PROBLEM DETAILS - Restate the data below word for word, leaving nothing out.

:::::

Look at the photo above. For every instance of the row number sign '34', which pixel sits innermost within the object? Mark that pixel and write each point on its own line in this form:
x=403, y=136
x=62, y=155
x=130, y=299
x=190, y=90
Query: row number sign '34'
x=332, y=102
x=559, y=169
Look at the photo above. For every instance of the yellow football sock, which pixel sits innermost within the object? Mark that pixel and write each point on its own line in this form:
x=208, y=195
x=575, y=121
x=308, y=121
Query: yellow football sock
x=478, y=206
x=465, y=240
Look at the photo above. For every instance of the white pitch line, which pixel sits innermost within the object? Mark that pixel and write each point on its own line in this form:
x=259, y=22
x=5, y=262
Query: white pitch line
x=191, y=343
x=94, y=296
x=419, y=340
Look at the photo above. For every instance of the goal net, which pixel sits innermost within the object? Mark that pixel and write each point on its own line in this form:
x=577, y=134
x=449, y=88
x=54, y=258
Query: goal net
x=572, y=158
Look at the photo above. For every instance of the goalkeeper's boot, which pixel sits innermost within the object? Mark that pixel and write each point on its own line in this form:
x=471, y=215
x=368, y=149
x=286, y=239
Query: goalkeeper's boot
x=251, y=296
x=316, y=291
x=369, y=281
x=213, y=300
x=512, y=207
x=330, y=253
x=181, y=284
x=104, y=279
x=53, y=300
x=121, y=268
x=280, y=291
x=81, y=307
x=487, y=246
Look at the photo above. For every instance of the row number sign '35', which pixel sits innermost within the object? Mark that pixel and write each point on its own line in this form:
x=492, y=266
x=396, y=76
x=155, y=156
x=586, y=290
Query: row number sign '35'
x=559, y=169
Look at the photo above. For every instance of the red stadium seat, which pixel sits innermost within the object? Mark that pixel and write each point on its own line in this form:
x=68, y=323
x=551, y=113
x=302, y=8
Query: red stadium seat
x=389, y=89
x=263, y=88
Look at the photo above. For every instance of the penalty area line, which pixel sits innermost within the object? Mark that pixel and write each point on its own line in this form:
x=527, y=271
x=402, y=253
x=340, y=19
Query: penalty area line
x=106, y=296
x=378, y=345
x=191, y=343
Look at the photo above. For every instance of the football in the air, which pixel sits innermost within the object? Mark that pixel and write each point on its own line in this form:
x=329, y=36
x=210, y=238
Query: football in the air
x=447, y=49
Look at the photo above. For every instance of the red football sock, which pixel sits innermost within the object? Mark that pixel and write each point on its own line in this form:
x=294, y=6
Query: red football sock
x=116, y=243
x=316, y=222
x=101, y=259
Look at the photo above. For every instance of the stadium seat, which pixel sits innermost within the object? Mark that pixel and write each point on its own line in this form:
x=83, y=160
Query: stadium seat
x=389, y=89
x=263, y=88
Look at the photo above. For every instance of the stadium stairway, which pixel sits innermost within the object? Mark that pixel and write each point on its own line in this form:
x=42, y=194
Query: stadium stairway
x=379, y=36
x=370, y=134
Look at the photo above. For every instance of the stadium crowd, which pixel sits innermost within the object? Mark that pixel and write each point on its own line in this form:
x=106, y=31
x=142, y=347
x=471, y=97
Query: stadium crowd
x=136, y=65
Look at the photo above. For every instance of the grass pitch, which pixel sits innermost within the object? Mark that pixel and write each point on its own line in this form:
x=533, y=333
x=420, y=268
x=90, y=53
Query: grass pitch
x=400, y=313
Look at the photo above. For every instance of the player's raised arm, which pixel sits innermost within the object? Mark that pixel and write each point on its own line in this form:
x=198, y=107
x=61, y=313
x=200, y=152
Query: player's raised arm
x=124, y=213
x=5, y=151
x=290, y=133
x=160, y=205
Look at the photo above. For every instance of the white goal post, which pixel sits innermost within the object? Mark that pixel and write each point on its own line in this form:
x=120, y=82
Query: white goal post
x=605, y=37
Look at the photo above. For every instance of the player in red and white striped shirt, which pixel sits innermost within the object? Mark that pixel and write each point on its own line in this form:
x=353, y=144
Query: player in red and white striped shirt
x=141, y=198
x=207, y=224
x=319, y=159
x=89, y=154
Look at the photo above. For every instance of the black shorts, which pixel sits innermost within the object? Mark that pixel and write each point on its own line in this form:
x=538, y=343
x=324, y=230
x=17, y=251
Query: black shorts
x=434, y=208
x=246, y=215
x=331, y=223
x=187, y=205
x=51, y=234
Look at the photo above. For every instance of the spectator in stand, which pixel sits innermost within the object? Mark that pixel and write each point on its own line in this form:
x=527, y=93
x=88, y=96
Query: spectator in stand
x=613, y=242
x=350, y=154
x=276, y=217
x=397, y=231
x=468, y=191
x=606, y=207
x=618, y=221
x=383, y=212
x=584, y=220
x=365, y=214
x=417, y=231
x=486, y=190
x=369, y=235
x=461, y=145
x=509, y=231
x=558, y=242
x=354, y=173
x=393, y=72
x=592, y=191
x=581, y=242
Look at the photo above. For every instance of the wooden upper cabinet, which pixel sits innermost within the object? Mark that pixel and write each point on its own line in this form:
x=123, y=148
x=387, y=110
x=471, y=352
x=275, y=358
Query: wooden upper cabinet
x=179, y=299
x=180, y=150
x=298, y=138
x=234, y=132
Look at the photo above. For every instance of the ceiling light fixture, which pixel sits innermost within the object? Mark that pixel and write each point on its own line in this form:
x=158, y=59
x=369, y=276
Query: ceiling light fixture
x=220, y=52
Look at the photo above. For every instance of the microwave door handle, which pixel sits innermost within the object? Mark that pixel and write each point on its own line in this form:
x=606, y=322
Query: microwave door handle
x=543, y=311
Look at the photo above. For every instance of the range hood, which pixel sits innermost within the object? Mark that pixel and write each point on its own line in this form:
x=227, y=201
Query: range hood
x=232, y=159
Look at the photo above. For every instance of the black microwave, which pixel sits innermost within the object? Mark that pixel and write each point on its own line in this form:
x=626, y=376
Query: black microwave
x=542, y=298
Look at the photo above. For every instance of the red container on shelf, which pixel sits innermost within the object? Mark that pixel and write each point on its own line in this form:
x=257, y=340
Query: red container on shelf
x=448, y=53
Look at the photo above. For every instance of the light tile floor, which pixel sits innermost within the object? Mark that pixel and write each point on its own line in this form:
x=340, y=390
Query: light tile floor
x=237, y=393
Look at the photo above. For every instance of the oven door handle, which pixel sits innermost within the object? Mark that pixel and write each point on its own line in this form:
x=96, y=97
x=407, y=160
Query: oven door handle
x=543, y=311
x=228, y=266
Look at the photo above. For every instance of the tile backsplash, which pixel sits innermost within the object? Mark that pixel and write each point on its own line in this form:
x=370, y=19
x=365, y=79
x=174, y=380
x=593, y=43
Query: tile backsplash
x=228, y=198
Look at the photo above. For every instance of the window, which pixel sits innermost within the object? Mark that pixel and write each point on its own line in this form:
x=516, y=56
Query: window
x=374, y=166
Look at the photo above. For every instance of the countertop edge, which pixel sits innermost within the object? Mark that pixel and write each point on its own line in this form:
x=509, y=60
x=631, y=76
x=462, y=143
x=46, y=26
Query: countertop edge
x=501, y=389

:::::

RESULT OF THE TASK -
Look at the photo above. For every instance of the row number sign '34', which pixel sits innermost within the object? Mark that pixel and write each point on its own line in this form:
x=403, y=136
x=62, y=155
x=130, y=299
x=190, y=90
Query: row number sign '34'
x=332, y=102
x=559, y=169
Look at the photo above. For every instance of the yellow football sock, which pixel sits innermost within the object? Mark that pixel and write each point on its own line in this form:
x=208, y=195
x=575, y=121
x=308, y=121
Query: yellow football sock
x=478, y=206
x=465, y=240
Look at the photo above. For every instance of the white pitch line, which pixel sits innermost within the object? Mark that pixel and write each point on its own line in this form:
x=259, y=22
x=5, y=262
Query: white pitch line
x=191, y=343
x=94, y=296
x=419, y=340
Look at the photo above. For every instance of the goal net, which pixel sits innermost within the object? Mark that pixel and write each point on its own line in this form:
x=577, y=134
x=449, y=88
x=54, y=258
Query: goal net
x=572, y=158
Look at the photo above. For every instance of the goalkeeper's boot, which pixel sits innermost within the object? Mark that pixel and write each point on its own line in this form:
x=471, y=215
x=368, y=149
x=286, y=239
Query: goalkeeper's boot
x=251, y=296
x=316, y=291
x=369, y=281
x=213, y=300
x=512, y=207
x=330, y=253
x=181, y=284
x=104, y=279
x=53, y=300
x=121, y=268
x=280, y=291
x=81, y=307
x=487, y=246
Look at the photo above. For every instance of the row number sign '35', which pixel sits innermost within the object? Mark that pixel and write each point on its own line in this form:
x=492, y=266
x=396, y=76
x=155, y=156
x=586, y=290
Query: row number sign '35'
x=559, y=169
Look at the photo above. For every instance of the red stadium seat, which pixel sits innermost within the object? Mark that pixel and write each point on its own line in this form:
x=68, y=323
x=551, y=113
x=302, y=8
Query: red stadium seat
x=389, y=89
x=263, y=88
Look at the photo above. For every instance of the penalty area line, which pixel sits innermost within the object? Mark that pixel and write each point on its own line in this form:
x=527, y=271
x=402, y=253
x=340, y=19
Query: penalty area line
x=106, y=296
x=378, y=345
x=191, y=343
Look at the photo above. For every instance of the football in the air, which pixel sits innermost within the object? Mark that pixel and write each point on its own line in this form:
x=329, y=36
x=210, y=238
Query: football in the air
x=447, y=49
Look at the photo above. For every instance of the red football sock, which pixel sits innermost within the object? Mark that pixel and write each point on its own line in this form:
x=294, y=6
Query: red football sock
x=116, y=243
x=316, y=222
x=101, y=259
Look at the photo above. For every instance of the stadium seat, which pixel sits innermost within the object? Mark that pixel and write each point on its own line in this form:
x=83, y=160
Query: stadium seat
x=389, y=89
x=263, y=88
Look at the photo above. For every instance of the stadium stairway, which pixel sits innermost within the object? Mark that pixel and write each point on its own line in this form:
x=42, y=194
Query: stadium stairway
x=379, y=36
x=370, y=134
Look at the photo above. For every instance of the stadium crowd, which pixel sits innermost within the object? Mark that pixel and write each point on its own line in this form:
x=106, y=31
x=142, y=347
x=471, y=97
Query: stadium crowd
x=136, y=65
Look at the photo above. For every instance of the grass pitch, which pixel sits innermost within the object? Mark that pixel and write each point on its own line in this form:
x=533, y=333
x=420, y=268
x=90, y=53
Query: grass pitch
x=400, y=313
Look at the photo above. For every instance of the player's raised arm, which pixel sits innermost within the object? Mark that pixel and write each point on its own line in this form:
x=198, y=107
x=61, y=313
x=200, y=152
Query: player's raised arm
x=124, y=213
x=5, y=151
x=290, y=133
x=160, y=205
Look at the photo above. For every instance of the white goal post, which pixel sits innermost within the object? Mark that pixel and write each point on its own line in this form:
x=120, y=82
Query: white goal post
x=605, y=37
Look at the photo above. For every instance of the player in red and white striped shirt, which pixel sits innermost within the object? Mark that pixel and write each point on its own line in this form:
x=353, y=144
Query: player in red and white striped shirt
x=141, y=198
x=207, y=224
x=319, y=159
x=89, y=154
Look at the photo above. For every instance of the black shorts, which pixel sits innermost within the object? Mark that pixel and write each point on its own line in this form:
x=538, y=343
x=324, y=230
x=17, y=251
Query: black shorts
x=434, y=208
x=246, y=215
x=331, y=223
x=187, y=205
x=51, y=234
Look at the photo above. For every instance of the spectator in stand, which pixel sits innermost within the object? Mark that pixel and write each point on its own line in this form:
x=527, y=93
x=88, y=96
Query: spectator in stand
x=613, y=242
x=350, y=154
x=276, y=217
x=397, y=231
x=468, y=191
x=606, y=207
x=618, y=221
x=383, y=212
x=584, y=220
x=365, y=214
x=417, y=231
x=486, y=190
x=369, y=235
x=461, y=145
x=509, y=231
x=558, y=242
x=354, y=173
x=393, y=72
x=592, y=191
x=581, y=242
Look at the photo above. For every instance of the wooden upper cabinet, which pixel sits innermost within the object? Mark that pixel and write each point on its own line in this form:
x=123, y=148
x=387, y=110
x=471, y=352
x=275, y=358
Query: wooden upper cabinet
x=179, y=299
x=180, y=150
x=298, y=138
x=234, y=132
Look at the photo above. For every instance of the ceiling light fixture, which pixel sits innermost within the object? Mark that pixel and write each point on its own line in this form:
x=158, y=59
x=369, y=276
Query: ceiling light fixture
x=220, y=52
Look at the photo above. For every instance of the microwave door handle, which pixel sits innermost within the object? Mark that pixel and write each point on its own line in this form:
x=606, y=322
Query: microwave door handle
x=543, y=311
Look at the photo above. For every instance of the range hood, which pixel sits innermost within the object? Mark that pixel and write each point on its own line in this form:
x=227, y=201
Query: range hood
x=232, y=159
Look at the photo above. For every instance of the black microwave, which pixel sits innermost within the object? Mark that pixel and write each point on its own line in this form:
x=626, y=376
Query: black microwave
x=542, y=298
Look at the photo above. For every instance of the red container on shelf, which pixel sits innermost within the object? Mark that pixel and write each point on its own line in this form:
x=257, y=340
Query: red container on shelf
x=448, y=53
Look at the photo above. For every instance of the light tile floor, which pixel sits innermost within the object? Mark that pixel and write each point on its own line in this form:
x=340, y=390
Query: light tile floor
x=237, y=393
Look at the photo above. For every instance of the oven door handle, which pixel sits innermost within the object? Mark that pixel and write each point on its own line in this form:
x=96, y=97
x=407, y=160
Query: oven door handle
x=543, y=311
x=228, y=266
Look at the photo above. For every instance of the tile backsplash, which pixel sits innermost within the object? Mark that pixel and write each point on its own line in this form:
x=370, y=19
x=365, y=79
x=174, y=380
x=593, y=43
Query: tile backsplash
x=228, y=198
Look at the photo above. For every instance of the window, which pixel sits innermost within the object? Mark that pixel and write each point on its own line in this form:
x=516, y=56
Query: window
x=374, y=166
Look at the photo above. For every instance of the countertop edge, which pixel sits innermost within the object? Mark that pixel and write each point on its own line in this form:
x=509, y=60
x=631, y=76
x=462, y=143
x=46, y=26
Query: countertop edge
x=501, y=389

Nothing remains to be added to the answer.